Data shown

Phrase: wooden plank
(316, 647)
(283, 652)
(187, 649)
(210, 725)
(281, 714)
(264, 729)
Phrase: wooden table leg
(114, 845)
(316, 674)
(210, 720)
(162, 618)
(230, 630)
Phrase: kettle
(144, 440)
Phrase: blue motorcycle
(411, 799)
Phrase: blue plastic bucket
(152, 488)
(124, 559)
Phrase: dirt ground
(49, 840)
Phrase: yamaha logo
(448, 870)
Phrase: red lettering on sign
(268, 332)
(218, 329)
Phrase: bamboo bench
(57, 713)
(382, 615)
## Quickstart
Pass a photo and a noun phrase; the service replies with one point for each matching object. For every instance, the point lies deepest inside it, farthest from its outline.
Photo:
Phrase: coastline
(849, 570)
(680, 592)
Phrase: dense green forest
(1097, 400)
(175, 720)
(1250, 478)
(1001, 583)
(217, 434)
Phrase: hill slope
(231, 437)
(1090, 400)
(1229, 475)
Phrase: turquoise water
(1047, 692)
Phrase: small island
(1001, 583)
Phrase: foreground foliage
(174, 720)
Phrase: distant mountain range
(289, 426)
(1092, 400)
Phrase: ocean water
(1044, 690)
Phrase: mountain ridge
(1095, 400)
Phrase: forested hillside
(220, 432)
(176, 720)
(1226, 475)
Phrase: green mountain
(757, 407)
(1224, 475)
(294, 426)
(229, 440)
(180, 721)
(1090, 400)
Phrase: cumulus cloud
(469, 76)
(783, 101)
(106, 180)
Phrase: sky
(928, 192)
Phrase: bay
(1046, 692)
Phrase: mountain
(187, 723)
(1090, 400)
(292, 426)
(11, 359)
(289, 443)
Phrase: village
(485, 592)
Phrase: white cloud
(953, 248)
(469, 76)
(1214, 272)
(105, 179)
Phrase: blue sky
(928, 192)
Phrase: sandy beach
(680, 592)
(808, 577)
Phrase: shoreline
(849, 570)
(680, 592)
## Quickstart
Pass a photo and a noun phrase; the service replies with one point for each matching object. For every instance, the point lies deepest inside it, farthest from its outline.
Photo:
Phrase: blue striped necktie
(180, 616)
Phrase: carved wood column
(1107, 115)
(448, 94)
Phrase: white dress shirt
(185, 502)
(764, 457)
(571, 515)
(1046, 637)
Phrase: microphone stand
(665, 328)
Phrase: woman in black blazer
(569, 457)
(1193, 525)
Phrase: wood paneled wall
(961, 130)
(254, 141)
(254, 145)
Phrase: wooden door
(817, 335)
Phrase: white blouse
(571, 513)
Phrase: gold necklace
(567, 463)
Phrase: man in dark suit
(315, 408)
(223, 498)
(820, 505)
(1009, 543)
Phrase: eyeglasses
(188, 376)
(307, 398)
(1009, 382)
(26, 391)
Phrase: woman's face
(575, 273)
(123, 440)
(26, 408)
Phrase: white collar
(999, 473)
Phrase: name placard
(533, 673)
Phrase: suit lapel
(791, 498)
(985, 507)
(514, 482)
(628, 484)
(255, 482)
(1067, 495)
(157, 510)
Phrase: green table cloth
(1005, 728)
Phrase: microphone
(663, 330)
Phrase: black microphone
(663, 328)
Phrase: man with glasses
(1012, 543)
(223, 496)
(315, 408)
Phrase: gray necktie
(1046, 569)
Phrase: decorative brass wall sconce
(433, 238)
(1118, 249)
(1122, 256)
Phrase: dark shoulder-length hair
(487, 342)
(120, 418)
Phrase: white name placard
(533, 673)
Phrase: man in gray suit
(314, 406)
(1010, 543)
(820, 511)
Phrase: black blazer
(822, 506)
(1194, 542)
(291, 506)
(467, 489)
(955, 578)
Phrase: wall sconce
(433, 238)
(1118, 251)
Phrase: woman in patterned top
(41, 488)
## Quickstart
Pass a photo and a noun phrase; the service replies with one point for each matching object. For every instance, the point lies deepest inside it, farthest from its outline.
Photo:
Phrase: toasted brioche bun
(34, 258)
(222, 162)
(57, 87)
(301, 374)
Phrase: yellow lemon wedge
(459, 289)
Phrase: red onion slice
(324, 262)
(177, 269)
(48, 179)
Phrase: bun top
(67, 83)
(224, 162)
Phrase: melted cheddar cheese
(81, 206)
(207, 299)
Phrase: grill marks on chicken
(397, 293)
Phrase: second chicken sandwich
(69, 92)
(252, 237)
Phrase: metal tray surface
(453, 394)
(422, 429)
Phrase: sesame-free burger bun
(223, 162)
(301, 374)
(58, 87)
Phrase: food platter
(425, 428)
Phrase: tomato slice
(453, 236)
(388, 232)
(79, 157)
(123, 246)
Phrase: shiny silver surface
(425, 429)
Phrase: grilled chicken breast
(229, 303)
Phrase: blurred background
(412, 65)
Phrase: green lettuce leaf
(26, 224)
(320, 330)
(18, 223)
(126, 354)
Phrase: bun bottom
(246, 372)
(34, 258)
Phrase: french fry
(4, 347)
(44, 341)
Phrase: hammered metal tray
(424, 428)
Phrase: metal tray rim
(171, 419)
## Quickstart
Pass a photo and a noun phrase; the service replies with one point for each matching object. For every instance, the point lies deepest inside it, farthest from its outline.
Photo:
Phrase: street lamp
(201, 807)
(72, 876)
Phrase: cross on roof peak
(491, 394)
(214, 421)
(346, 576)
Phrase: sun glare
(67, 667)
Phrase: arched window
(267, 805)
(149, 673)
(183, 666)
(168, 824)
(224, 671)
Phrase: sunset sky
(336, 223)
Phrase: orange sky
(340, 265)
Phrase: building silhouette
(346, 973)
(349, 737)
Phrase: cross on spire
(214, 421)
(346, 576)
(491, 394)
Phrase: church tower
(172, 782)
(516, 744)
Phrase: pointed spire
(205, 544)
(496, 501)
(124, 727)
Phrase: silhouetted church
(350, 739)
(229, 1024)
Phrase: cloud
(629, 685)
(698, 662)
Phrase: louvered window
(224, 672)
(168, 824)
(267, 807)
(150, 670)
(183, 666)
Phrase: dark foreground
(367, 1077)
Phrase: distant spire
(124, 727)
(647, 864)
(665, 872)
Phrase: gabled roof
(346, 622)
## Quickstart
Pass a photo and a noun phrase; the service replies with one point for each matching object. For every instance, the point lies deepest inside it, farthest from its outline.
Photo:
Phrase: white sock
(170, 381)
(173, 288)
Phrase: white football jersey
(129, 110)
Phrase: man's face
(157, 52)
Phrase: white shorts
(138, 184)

Required action
Hand back the listing exactly. Include every line.

Answer for the task
Phrase: wooden plank
(316, 647)
(283, 652)
(187, 649)
(210, 725)
(281, 714)
(264, 729)
Phrase: wooden table leg
(114, 845)
(316, 674)
(210, 720)
(162, 618)
(230, 630)
Phrase: kettle
(144, 440)
Phrase: blue motorcycle
(411, 799)
Phrase: blue plastic bucket
(152, 488)
(124, 559)
Phrase: dirt ground
(49, 840)
Phrase: yamaha logo
(448, 870)
Phrase: red lettering on sign
(268, 332)
(218, 329)
Phrase: bamboo bench
(57, 713)
(382, 615)
## Quickstart
Pass a photo and a noun phrase; the service replies with one point for each matching object. For every instance, the point lies deepest inside it, farthest from its outline.
Photo:
Phrase: coastline
(849, 570)
(680, 592)
Phrase: dense green forest
(1097, 400)
(175, 720)
(1250, 478)
(1001, 583)
(217, 434)
Phrase: hill slope
(231, 437)
(1090, 400)
(1229, 475)
Phrase: turquoise water
(1047, 692)
Phrase: small island
(1001, 583)
Phrase: foreground foliage
(174, 720)
Phrase: distant mountain range
(289, 426)
(1092, 400)
Phrase: ocean water
(1044, 690)
Phrase: mountain ridge
(1095, 400)
Phrase: forested hillside
(220, 432)
(176, 720)
(1226, 475)
Phrase: green mountain
(757, 407)
(1224, 475)
(294, 426)
(229, 440)
(180, 721)
(1090, 400)
Phrase: cumulus cloud
(469, 76)
(783, 101)
(106, 180)
Phrase: sky
(928, 192)
Phrase: bay
(1046, 692)
Phrase: mountain
(187, 723)
(1090, 400)
(292, 426)
(11, 359)
(289, 443)
Phrase: village
(485, 592)
Phrase: white cloud
(953, 248)
(469, 76)
(1214, 272)
(105, 179)
Phrase: blue sky
(928, 192)
Phrase: sandy beach
(680, 592)
(808, 577)
Phrase: shoreline
(849, 570)
(680, 592)
## Quickstart
Pass a photo and a noun phrase; the service replies with one point for each matching object. For every instance, the point lies deepest inside it, farthest from its outline.
Photo:
Phrase: blue striped necktie
(180, 616)
Phrase: carved wood column
(1107, 115)
(448, 94)
Phrase: white dress shirt
(185, 502)
(764, 457)
(571, 515)
(1046, 637)
Phrase: microphone stand
(665, 328)
Phrase: woman in black blazer
(569, 457)
(1193, 525)
Phrase: wood paneled wall
(961, 130)
(254, 141)
(254, 145)
Phrase: wooden door
(817, 335)
Phrase: white blouse
(571, 513)
Phrase: gold necklace
(567, 463)
Phrase: man in dark suit
(315, 408)
(223, 498)
(820, 505)
(1009, 543)
Phrase: eyeglasses
(188, 376)
(307, 398)
(1009, 382)
(26, 391)
Phrase: woman's face
(575, 273)
(123, 440)
(26, 408)
Phrase: white collar
(999, 473)
Phrase: name placard
(533, 673)
Phrase: suit lapel
(791, 498)
(985, 507)
(514, 482)
(628, 484)
(255, 482)
(1067, 495)
(157, 510)
Phrase: green table cloth
(1005, 728)
Phrase: microphone
(663, 330)
Phrase: black microphone
(663, 328)
Phrase: man with glasses
(1012, 543)
(223, 496)
(315, 408)
Phrase: gray necktie
(1046, 569)
Phrase: decorative brass wall sconce
(433, 238)
(1118, 249)
(1122, 256)
Phrase: dark shoulder-length hair
(487, 342)
(120, 418)
Phrase: white name placard
(533, 673)
Phrase: man in gray suit
(314, 406)
(1010, 543)
(820, 511)
Phrase: black blazer
(822, 506)
(1194, 542)
(291, 506)
(467, 489)
(955, 578)
Phrase: wall sconce
(433, 238)
(1118, 251)
Phrase: woman in patterned top
(41, 488)
## Quickstart
Pass a photo and a noun phrase; the service replies with one point for each matching object. For every instance, the point lies deepest inside it, farthest from its outline.
Photo:
Phrase: toasted brioche bun
(34, 258)
(222, 162)
(57, 87)
(301, 374)
Phrase: yellow lemon wedge
(459, 289)
Phrase: red onion slice
(324, 262)
(177, 269)
(48, 179)
Phrase: bun top
(67, 83)
(224, 162)
Phrase: melted cheddar cheese
(81, 206)
(207, 299)
Phrase: grill marks on chicken
(397, 293)
Phrase: second chicken sandwich
(69, 92)
(252, 237)
Phrase: metal tray surface
(453, 394)
(422, 429)
Phrase: sesame-free burger bun
(223, 162)
(301, 374)
(58, 87)
Phrase: food platter
(425, 428)
Phrase: tomato slice
(453, 236)
(388, 232)
(79, 157)
(123, 246)
Phrase: shiny silver surface
(425, 429)
Phrase: grilled chicken breast
(229, 303)
Phrase: blurred background
(412, 65)
Phrase: green lettuce leaf
(26, 224)
(320, 330)
(18, 223)
(126, 354)
Phrase: bun bottom
(246, 372)
(34, 258)
Phrase: french fry
(4, 347)
(44, 341)
Phrase: hammered metal tray
(424, 428)
Phrase: metal tray rim
(171, 419)
## Quickstart
Pass a photo and a noun phrase; the service replies with one point for each matching object. For every instance, the point lies deepest inside it, farthest from its outline.
Photo:
Phrase: street lamp
(201, 807)
(72, 876)
Phrase: cross on roof peak
(491, 394)
(214, 421)
(346, 576)
Phrase: sun glare
(67, 667)
Phrase: arched window
(267, 805)
(149, 673)
(183, 666)
(168, 824)
(224, 671)
Phrase: sunset sky
(336, 223)
Phrase: orange sky
(340, 265)
Phrase: building silhouette
(346, 973)
(349, 737)
Phrase: cross on spire
(214, 421)
(346, 576)
(491, 394)
Phrase: church tower
(172, 782)
(516, 744)
Phrase: pointed spire
(205, 544)
(496, 501)
(124, 727)
Phrase: silhouetted church
(350, 739)
(229, 1024)
Phrase: cloud
(629, 685)
(698, 662)
Phrase: louvered window
(224, 672)
(168, 824)
(267, 807)
(150, 670)
(183, 666)
Phrase: dark foreground
(367, 1077)
Phrase: distant spire
(124, 727)
(647, 864)
(665, 872)
Phrase: gabled roof
(346, 622)
## Quickstart
Pass a photo and a noun phrase; the service replies with one point for each matching object. For every instance, the point lies deepest inside it, farthest from its outline.
Photo:
Phrase: white sock
(170, 381)
(173, 288)
Phrase: white football jersey
(129, 110)
Phrase: man's face
(157, 52)
Phrase: white shorts
(138, 184)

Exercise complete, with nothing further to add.